> [AIM OF THE TASK] Copy, word for word, the stretch of the article on the South Campus power outage from "According to a" through "of the campus.".

━━ TEXT FOR ANALYSIS

UB South Campus suffers power outage
Classes resumed Thursday after campus shut down Wednesday
Students and faculty sat in dark lecture halls on South Campus waiting for class to start Wednesday morning. A few minutes later, they got the news that the entire campus had gone dark.
South Campus suffered a total power outage Wednesday that affected all buildings and canceled classes. National Grid had hoped to return power by 6 p.m. and then later 9 p.m., according to Deputy Chief of Police Joshua Sticht, but the power remained off until 3 a.m. Thursday morning. Classes resumed as normal Thursday.
All buildings on South Campus were affected, including the two resident halls and one dining hall on the campus. Students were allowed to sleep in their dorms and other accommodations were offered if needed, according to UB Spokesperson John Della Contrada. Students and residents who live in the University Heights were not affected as the power outage was only on campus.
According to a UB alert Wednesday night, emergency generators were powering sprinkler systems and lighting for hallways and exit signage. Cold water, hand sanitizer, glow sticks and flashlights were available for students as the outage continued. University Police also increased patrols of the campus.

━━━━
━━ DATA FOR REVIEW

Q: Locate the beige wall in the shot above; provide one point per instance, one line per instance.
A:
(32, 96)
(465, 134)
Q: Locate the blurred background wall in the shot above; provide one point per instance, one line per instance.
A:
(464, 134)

━━━━
━━ DATA FOR REVIEW

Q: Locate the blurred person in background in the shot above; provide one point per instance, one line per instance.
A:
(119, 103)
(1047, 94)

━━━━

> [WRITTEN RESPONSE]
According to a UB alert Wednesday night, emergency generators were powering sprinkler systems and lighting for hallways and exit signage. Cold water, hand sanitizer, glow sticks and flashlights were available for students as the outage continued. University Police also increased patrols of the campus.